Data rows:
* * * *

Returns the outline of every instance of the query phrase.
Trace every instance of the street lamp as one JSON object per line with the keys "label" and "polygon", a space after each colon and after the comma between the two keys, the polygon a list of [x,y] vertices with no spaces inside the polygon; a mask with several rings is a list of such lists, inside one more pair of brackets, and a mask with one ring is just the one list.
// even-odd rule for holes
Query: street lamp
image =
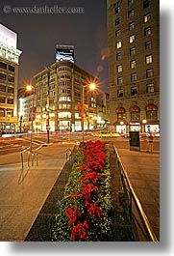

* * * *

Please copy all the rows above line for line, without any changes, but leave out the pictures.

Returns the outline of every instance of the query phrase.
Trace every instance of the street lamp as one JSON object per line with the keys "label" and "polygon", a space after each colon and after the comma between the two keys, the polygon a list of [x,y] vertices with no spaces inside the polygon; a mask with several rings is a list of such lists, inside one more pair of brackets, and a mask with one ring is just the one list.
// even-odd rule for holes
Query: street lamp
image =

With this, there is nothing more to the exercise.